# [To do]
Omit the pictures, please, and give each record below again exactly.

** Records provided follows **

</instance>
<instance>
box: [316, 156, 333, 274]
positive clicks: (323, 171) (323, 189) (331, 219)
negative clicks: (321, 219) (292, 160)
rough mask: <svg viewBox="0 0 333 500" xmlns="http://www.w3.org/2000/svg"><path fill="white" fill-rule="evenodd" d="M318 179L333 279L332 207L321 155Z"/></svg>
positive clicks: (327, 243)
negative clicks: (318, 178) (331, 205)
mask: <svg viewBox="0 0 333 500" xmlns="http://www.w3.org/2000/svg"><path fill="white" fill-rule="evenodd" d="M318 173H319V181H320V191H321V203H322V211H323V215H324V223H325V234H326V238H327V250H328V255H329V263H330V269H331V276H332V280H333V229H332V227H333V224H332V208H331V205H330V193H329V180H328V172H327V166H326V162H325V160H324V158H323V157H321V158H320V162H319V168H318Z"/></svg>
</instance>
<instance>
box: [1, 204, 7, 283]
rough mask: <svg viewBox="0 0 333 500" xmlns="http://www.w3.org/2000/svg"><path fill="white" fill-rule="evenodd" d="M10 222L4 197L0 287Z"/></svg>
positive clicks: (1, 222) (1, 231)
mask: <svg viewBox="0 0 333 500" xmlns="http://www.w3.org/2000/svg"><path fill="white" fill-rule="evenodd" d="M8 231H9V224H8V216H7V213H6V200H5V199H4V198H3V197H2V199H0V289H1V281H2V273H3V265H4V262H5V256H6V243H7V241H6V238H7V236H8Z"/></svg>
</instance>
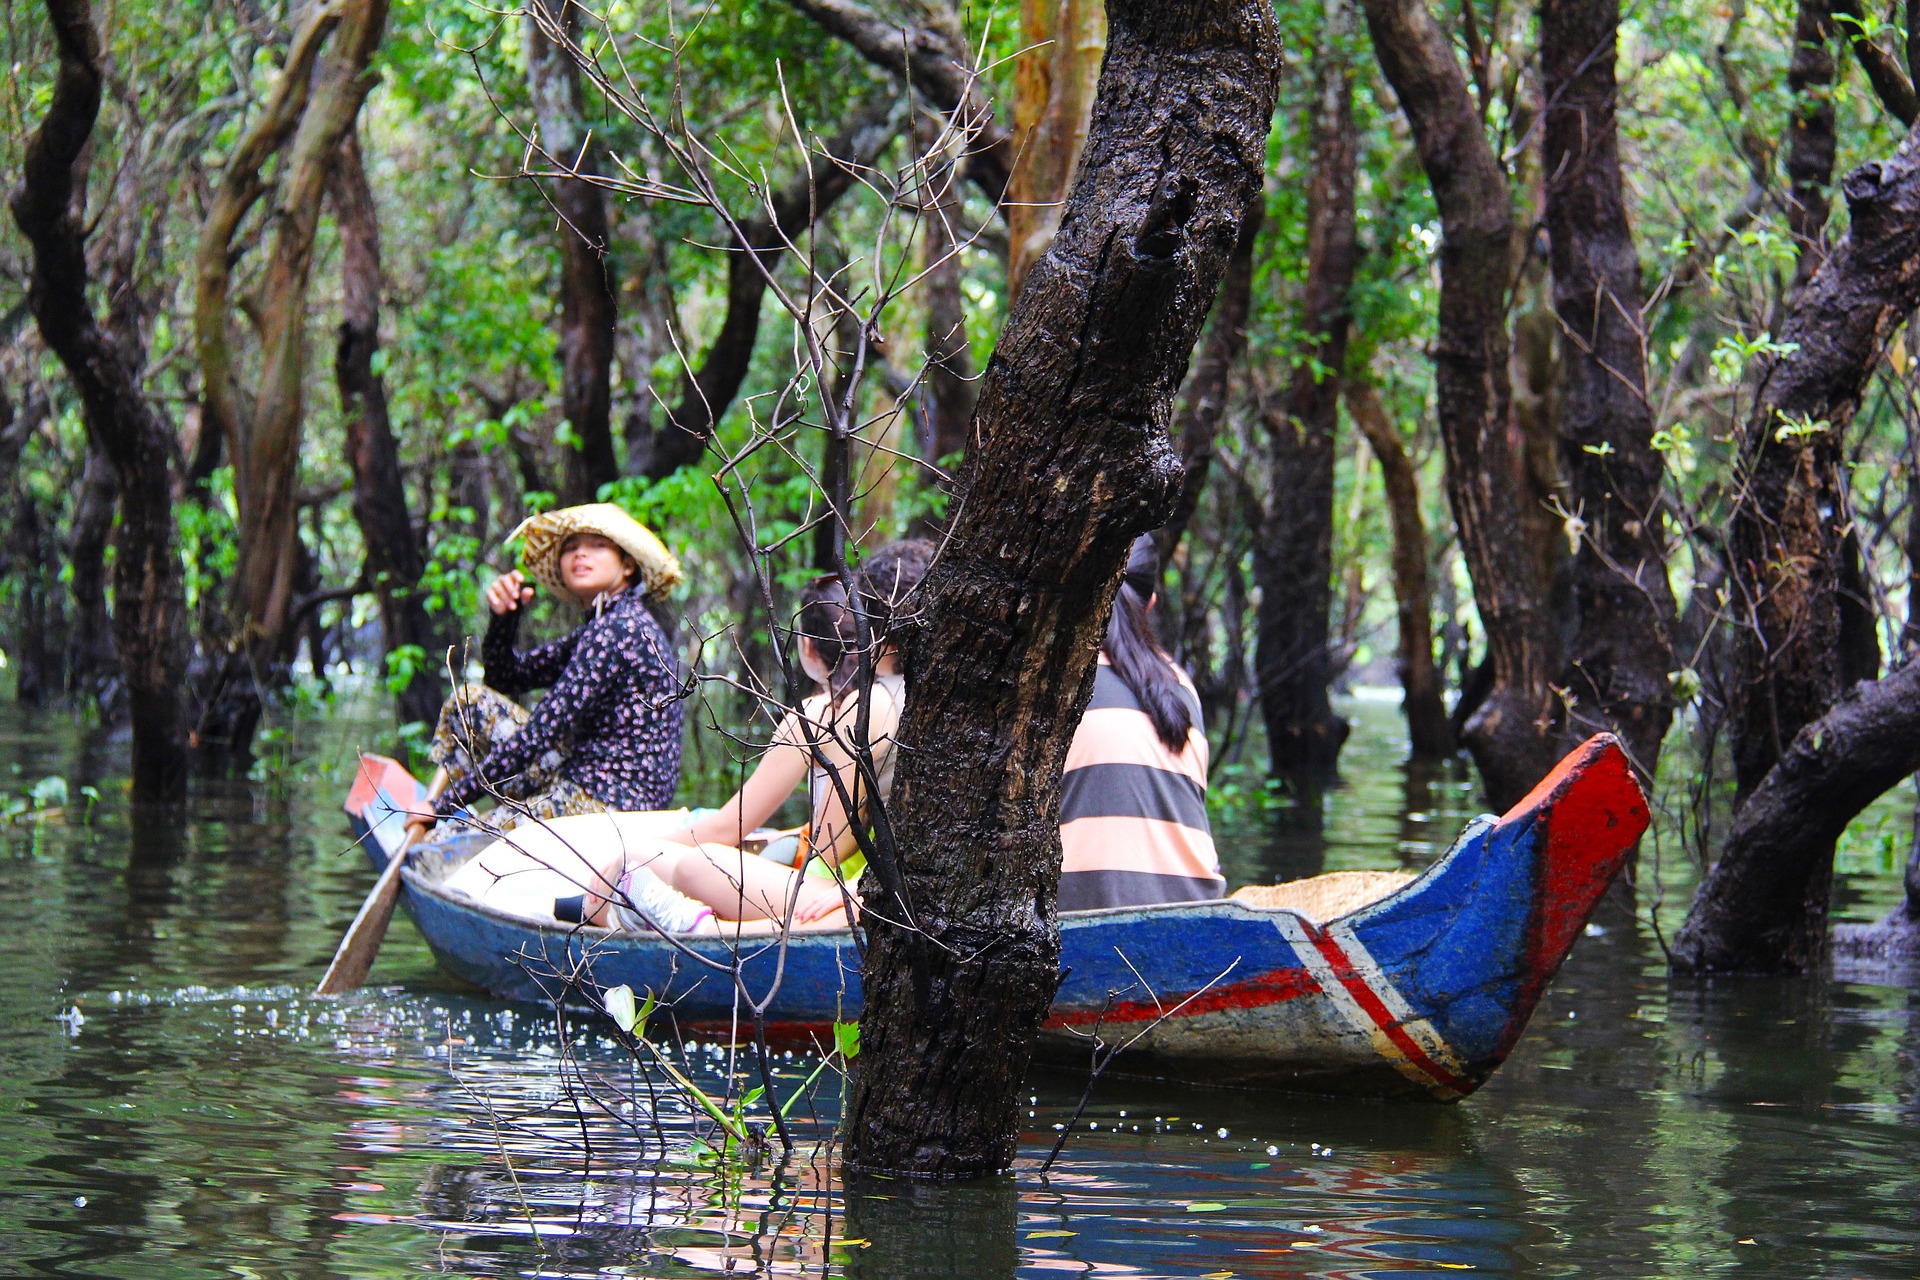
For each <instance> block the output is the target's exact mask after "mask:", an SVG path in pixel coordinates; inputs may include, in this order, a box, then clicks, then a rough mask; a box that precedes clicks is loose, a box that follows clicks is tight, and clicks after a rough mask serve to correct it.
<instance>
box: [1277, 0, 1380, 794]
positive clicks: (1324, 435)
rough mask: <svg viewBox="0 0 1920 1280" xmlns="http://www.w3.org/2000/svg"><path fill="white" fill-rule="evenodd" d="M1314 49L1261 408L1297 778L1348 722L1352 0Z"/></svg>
mask: <svg viewBox="0 0 1920 1280" xmlns="http://www.w3.org/2000/svg"><path fill="white" fill-rule="evenodd" d="M1327 15H1329V21H1327V25H1325V27H1323V33H1321V46H1319V50H1317V56H1315V63H1317V71H1315V90H1317V92H1315V107H1313V173H1311V177H1309V184H1308V278H1306V290H1304V297H1302V307H1300V332H1302V334H1306V336H1308V344H1309V345H1308V349H1306V351H1302V353H1300V359H1298V361H1296V363H1294V372H1292V378H1290V382H1288V386H1286V395H1284V399H1281V403H1277V405H1275V403H1267V405H1263V407H1261V424H1263V426H1265V432H1267V447H1269V449H1271V472H1269V474H1271V484H1269V486H1267V489H1269V497H1267V509H1265V510H1263V512H1261V522H1260V532H1258V533H1256V537H1254V581H1258V583H1260V612H1258V622H1256V626H1258V643H1256V652H1254V668H1256V676H1258V683H1260V716H1261V720H1263V722H1265V725H1267V756H1269V768H1271V771H1273V775H1275V777H1283V779H1290V781H1292V783H1294V785H1296V787H1319V785H1323V783H1329V781H1332V779H1334V775H1336V771H1338V762H1340V745H1342V743H1346V733H1348V723H1346V720H1342V718H1340V716H1334V714H1332V702H1331V700H1329V685H1331V683H1332V651H1331V637H1329V624H1331V612H1332V470H1334V434H1336V430H1338V426H1340V374H1342V372H1344V367H1346V340H1348V332H1350V328H1352V319H1354V309H1352V303H1350V301H1348V294H1350V292H1352V288H1354V269H1356V265H1357V261H1359V238H1357V234H1359V232H1357V225H1356V221H1354V163H1356V154H1357V150H1359V138H1357V134H1356V132H1354V79H1352V67H1350V65H1348V58H1346V48H1344V42H1346V27H1348V12H1346V0H1329V4H1327Z"/></svg>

** End of Records provided **

# [Solution]
</instance>
<instance>
box: [316, 156, 333, 274]
positive clicks: (323, 171) (323, 189) (331, 219)
negative clicks: (321, 219) (292, 160)
rough mask: <svg viewBox="0 0 333 500" xmlns="http://www.w3.org/2000/svg"><path fill="white" fill-rule="evenodd" d="M318 179L333 279L332 207L321 155Z"/></svg>
positive clicks: (327, 243)
negative clicks: (318, 178) (331, 205)
mask: <svg viewBox="0 0 333 500" xmlns="http://www.w3.org/2000/svg"><path fill="white" fill-rule="evenodd" d="M318 173H319V181H320V191H321V203H322V211H323V215H324V223H325V234H326V238H327V250H328V255H329V263H330V269H331V276H332V280H333V229H332V227H333V224H332V208H331V205H330V193H329V180H328V172H327V166H326V162H325V160H324V158H323V157H321V158H320V162H319V168H318Z"/></svg>
</instance>
<instance>
box: [1, 204, 7, 283]
rough mask: <svg viewBox="0 0 333 500" xmlns="http://www.w3.org/2000/svg"><path fill="white" fill-rule="evenodd" d="M10 222L4 197L0 287Z"/></svg>
positive clicks: (1, 222) (1, 231)
mask: <svg viewBox="0 0 333 500" xmlns="http://www.w3.org/2000/svg"><path fill="white" fill-rule="evenodd" d="M8 231H9V224H8V216H7V213H6V200H5V199H4V198H3V197H2V199H0V289H1V281H2V273H3V265H4V262H5V256H6V243H7V241H6V238H7V236H8Z"/></svg>
</instance>
For each <instance> block the output is the target's exact mask after "mask:", an SVG path in pixel coordinates; inputs may include, in this order, a box, then clicks, then a rough mask; a box that precedes clicks is loose, a box that follows clicks is tight, and clicks after a rough mask serve to correct it.
<instance>
box: [1277, 0, 1380, 794]
positive clicks: (1324, 435)
rough mask: <svg viewBox="0 0 1920 1280" xmlns="http://www.w3.org/2000/svg"><path fill="white" fill-rule="evenodd" d="M1314 49L1261 408L1297 778L1348 722L1352 0Z"/></svg>
mask: <svg viewBox="0 0 1920 1280" xmlns="http://www.w3.org/2000/svg"><path fill="white" fill-rule="evenodd" d="M1327 15H1329V21H1327V25H1325V27H1323V33H1321V46H1319V50H1317V56H1315V63H1317V71H1315V90H1317V92H1315V107H1313V173H1311V177H1309V184H1308V278H1306V290H1304V297H1302V307H1300V332H1302V334H1306V336H1308V344H1309V345H1308V349H1306V351H1302V353H1300V359H1298V361H1296V363H1294V372H1292V378H1290V382H1288V386H1286V395H1284V399H1281V403H1277V405H1275V403H1267V405H1263V407H1261V424H1263V426H1265V432H1267V447H1269V449H1271V472H1269V474H1271V484H1269V486H1267V489H1269V497H1267V509H1265V510H1263V512H1261V522H1260V532H1258V533H1256V537H1254V581H1258V583H1260V612H1258V622H1256V626H1258V643H1256V652H1254V668H1256V676H1258V683H1260V716H1261V720H1263V722H1265V725H1267V756H1269V768H1271V771H1273V775H1275V777H1283V779H1290V781H1292V783H1294V785H1296V787H1319V785H1323V783H1329V781H1332V779H1334V775H1336V771H1338V762H1340V745H1342V743H1346V733H1348V723H1346V720H1342V718H1340V716H1334V714H1332V702H1331V700H1329V685H1331V683H1332V651H1331V637H1329V624H1331V612H1332V470H1334V434H1336V430H1338V426H1340V374H1342V372H1344V367H1346V340H1348V332H1350V328H1352V319H1354V309H1352V303H1350V301H1348V294H1350V292H1352V288H1354V269H1356V265H1357V261H1359V238H1357V234H1359V232H1357V225H1356V221H1354V163H1356V154H1357V150H1359V138H1357V134H1356V132H1354V79H1352V67H1350V65H1348V58H1346V48H1344V42H1346V27H1348V12H1346V0H1329V4H1327Z"/></svg>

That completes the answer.